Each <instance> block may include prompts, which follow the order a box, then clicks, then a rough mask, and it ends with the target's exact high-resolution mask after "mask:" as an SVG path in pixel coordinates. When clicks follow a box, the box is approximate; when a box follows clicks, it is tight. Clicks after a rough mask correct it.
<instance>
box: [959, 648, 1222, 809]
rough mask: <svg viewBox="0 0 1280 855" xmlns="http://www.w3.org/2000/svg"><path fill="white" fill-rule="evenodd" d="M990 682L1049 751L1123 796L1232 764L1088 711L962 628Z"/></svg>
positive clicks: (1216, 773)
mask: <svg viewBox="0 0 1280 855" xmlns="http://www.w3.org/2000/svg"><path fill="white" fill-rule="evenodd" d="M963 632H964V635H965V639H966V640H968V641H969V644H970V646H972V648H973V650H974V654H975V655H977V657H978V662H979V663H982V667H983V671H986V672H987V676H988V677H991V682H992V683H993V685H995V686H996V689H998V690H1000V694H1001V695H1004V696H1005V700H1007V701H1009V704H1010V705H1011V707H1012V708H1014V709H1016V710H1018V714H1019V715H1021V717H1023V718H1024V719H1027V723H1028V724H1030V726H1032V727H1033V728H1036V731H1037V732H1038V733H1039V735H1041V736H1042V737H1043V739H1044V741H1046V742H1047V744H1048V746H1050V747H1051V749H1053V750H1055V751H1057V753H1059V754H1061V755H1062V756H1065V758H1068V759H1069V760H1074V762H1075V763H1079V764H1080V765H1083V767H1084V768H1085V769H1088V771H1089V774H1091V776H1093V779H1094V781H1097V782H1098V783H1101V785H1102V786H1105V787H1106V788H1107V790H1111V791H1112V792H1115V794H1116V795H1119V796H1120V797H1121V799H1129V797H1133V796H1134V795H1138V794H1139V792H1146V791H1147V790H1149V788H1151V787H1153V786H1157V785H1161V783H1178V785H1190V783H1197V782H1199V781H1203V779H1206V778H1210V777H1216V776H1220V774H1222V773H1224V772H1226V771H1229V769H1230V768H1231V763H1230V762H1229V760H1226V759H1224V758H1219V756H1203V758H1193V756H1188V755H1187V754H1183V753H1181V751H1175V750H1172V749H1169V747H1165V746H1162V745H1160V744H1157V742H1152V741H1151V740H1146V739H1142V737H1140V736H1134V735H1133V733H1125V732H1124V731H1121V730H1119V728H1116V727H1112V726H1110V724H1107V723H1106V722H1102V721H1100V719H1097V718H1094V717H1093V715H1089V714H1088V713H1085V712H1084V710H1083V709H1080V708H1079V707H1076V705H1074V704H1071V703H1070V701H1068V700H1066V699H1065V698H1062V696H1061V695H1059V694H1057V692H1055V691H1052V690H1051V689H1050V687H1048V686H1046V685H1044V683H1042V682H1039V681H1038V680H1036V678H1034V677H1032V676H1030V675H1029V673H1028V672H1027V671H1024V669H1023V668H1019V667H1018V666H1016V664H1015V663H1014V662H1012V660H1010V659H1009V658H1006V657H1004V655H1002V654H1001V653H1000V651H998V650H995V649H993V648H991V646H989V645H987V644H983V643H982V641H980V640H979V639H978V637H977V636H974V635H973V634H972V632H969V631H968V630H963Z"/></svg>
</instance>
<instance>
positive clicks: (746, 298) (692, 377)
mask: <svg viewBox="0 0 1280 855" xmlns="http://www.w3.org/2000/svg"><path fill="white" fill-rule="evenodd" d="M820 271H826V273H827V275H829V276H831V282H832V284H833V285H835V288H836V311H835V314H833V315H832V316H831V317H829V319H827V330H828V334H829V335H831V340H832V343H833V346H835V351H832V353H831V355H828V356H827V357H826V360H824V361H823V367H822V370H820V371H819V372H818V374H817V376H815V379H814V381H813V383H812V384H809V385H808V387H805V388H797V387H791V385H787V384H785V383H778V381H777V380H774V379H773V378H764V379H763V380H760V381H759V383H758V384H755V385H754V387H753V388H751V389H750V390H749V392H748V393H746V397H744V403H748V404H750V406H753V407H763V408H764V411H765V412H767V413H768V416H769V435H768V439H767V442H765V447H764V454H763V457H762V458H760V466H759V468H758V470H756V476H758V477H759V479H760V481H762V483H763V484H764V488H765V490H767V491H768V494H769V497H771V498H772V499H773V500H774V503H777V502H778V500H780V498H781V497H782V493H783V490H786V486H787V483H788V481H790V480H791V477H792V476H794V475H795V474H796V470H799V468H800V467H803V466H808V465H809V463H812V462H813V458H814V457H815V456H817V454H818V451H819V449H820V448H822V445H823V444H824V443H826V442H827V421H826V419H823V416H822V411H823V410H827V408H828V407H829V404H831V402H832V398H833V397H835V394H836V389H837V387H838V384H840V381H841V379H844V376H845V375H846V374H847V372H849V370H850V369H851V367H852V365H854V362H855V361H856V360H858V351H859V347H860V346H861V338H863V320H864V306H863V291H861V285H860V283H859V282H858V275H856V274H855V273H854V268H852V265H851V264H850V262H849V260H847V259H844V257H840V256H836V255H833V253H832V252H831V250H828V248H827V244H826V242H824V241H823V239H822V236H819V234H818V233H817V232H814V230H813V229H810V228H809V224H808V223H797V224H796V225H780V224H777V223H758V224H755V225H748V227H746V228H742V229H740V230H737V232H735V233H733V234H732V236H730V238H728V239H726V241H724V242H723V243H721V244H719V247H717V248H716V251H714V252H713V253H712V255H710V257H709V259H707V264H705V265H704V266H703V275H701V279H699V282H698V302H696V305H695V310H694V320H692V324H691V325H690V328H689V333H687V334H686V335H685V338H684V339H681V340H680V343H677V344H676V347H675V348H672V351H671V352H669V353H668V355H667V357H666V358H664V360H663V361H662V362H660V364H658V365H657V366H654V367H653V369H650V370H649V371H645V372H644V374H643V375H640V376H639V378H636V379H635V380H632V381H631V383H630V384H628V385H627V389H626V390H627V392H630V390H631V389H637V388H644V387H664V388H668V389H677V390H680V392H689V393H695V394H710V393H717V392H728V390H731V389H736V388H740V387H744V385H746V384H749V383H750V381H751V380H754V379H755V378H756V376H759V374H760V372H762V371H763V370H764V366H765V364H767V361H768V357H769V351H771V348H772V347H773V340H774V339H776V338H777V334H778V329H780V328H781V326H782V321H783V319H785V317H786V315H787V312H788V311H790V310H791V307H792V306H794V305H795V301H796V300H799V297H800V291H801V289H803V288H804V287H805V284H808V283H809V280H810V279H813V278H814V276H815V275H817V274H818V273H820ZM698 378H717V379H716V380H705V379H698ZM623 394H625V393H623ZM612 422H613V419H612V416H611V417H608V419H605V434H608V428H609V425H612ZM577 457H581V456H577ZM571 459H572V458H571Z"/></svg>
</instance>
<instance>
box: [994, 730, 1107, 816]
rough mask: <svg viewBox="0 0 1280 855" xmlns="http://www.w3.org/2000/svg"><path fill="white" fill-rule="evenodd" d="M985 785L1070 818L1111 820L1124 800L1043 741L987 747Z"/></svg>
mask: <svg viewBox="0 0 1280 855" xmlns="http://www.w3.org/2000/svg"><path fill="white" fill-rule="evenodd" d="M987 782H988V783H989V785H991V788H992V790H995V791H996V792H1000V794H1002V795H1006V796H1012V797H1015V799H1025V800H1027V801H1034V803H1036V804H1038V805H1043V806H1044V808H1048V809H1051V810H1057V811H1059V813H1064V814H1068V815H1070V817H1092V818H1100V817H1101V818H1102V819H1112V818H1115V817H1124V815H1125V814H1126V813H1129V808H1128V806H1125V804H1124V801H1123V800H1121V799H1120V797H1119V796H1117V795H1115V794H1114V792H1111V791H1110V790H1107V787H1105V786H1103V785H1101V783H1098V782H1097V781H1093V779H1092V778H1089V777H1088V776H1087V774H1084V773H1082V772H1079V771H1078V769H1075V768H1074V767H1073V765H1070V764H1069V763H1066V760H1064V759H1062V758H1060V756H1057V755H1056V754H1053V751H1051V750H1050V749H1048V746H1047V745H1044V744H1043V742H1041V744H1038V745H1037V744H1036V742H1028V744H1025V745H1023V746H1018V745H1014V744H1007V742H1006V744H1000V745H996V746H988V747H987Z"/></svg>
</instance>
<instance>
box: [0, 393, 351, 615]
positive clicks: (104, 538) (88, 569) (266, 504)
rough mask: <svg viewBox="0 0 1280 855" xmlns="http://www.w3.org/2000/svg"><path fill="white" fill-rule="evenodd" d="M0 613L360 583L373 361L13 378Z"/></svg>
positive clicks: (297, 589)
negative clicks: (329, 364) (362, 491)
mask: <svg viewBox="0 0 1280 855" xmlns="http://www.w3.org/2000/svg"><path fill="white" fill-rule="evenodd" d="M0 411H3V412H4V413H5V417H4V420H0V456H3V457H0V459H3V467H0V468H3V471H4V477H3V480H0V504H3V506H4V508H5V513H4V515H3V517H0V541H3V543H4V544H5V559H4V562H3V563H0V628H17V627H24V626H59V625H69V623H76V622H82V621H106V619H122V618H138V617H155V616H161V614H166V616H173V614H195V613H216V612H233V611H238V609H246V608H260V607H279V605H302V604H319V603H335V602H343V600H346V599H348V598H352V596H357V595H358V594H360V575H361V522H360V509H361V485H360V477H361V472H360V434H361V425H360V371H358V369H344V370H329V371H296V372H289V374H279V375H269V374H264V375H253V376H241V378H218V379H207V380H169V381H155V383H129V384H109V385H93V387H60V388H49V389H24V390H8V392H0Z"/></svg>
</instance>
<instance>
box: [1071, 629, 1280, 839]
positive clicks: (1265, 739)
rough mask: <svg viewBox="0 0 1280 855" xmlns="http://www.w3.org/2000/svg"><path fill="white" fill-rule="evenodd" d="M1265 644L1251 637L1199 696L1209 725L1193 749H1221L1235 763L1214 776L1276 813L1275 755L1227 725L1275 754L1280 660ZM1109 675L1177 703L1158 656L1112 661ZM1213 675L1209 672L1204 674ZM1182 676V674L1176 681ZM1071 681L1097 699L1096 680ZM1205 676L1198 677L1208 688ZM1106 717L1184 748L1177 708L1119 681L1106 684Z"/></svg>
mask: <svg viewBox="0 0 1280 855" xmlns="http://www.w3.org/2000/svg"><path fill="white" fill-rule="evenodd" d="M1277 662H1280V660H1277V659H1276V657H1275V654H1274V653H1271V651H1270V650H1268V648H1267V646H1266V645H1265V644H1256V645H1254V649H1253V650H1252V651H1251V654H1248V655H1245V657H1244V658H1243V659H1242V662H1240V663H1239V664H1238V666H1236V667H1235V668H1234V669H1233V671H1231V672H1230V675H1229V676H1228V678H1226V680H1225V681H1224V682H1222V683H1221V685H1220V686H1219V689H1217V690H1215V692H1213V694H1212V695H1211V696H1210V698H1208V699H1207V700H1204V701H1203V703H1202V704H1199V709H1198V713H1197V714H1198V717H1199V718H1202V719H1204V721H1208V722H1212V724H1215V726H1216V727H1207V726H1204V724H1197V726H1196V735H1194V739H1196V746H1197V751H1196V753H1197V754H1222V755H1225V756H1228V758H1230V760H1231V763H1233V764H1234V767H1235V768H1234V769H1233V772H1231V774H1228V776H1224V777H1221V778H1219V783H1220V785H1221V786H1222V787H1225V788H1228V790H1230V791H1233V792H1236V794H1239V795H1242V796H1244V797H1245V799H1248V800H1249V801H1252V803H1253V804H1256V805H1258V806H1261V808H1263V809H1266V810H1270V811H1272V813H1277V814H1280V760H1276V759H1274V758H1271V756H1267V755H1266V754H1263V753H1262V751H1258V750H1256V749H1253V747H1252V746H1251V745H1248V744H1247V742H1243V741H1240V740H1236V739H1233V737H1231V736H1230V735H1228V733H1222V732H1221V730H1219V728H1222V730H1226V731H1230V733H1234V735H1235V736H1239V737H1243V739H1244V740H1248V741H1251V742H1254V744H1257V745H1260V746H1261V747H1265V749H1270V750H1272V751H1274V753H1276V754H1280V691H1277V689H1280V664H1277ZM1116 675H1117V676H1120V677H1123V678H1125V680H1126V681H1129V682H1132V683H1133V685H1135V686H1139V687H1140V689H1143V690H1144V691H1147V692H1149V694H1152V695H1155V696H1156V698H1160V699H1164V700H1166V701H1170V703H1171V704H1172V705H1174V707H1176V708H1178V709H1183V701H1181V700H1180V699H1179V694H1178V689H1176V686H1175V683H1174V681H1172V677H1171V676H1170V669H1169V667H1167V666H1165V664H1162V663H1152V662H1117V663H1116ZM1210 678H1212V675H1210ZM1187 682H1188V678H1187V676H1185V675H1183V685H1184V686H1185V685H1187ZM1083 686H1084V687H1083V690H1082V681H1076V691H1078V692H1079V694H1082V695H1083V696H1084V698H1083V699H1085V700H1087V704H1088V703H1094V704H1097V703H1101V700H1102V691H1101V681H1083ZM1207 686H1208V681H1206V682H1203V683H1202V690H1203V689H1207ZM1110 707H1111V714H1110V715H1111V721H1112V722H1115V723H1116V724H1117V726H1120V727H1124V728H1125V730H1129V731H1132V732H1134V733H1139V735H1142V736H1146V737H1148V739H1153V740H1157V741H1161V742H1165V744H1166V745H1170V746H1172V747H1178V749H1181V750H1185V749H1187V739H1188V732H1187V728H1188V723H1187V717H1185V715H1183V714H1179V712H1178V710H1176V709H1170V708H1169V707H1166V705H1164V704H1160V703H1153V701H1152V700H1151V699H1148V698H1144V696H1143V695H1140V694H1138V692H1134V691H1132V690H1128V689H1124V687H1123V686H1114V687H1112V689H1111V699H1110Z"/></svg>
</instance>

(TASK TO COMPLETE) Only the lines above from the one with "box: [994, 730, 1107, 816]" through the one with "positive clicks: (104, 538)" should be duplicated, character for character.

(TASK RESULT)
box: [994, 730, 1107, 816]
rough mask: <svg viewBox="0 0 1280 855" xmlns="http://www.w3.org/2000/svg"><path fill="white" fill-rule="evenodd" d="M985 785L1070 818L1111 820L1124 800L1043 741L987 747Z"/></svg>
mask: <svg viewBox="0 0 1280 855" xmlns="http://www.w3.org/2000/svg"><path fill="white" fill-rule="evenodd" d="M987 782H988V783H989V785H991V788H992V790H995V791H996V792H1000V794H1002V795H1006V796H1012V797H1015V799H1025V800H1027V801H1034V803H1036V804H1038V805H1043V806H1044V808H1048V809H1051V810H1057V811H1059V813H1064V814H1068V815H1070V817H1092V818H1100V817H1101V818H1102V819H1112V818H1115V817H1124V815H1125V814H1126V813H1129V808H1128V806H1125V804H1124V801H1123V800H1121V799H1120V797H1119V796H1117V795H1115V794H1114V792H1111V791H1110V790H1107V787H1105V786H1103V785H1101V783H1098V782H1097V781H1093V779H1092V778H1089V777H1088V776H1087V774H1084V773H1082V772H1079V771H1078V769H1075V768H1074V767H1073V765H1070V764H1069V763H1066V760H1064V759H1062V758H1060V756H1057V755H1056V754H1053V751H1051V750H1050V749H1048V746H1047V745H1044V744H1043V742H1041V744H1038V745H1037V744H1036V742H1028V744H1025V745H1023V746H1018V745H1014V744H1007V742H1006V744H1000V745H996V746H988V747H987Z"/></svg>
</instance>
<instance>
box: [0, 393, 351, 615]
positive clicks: (104, 538) (88, 569) (266, 504)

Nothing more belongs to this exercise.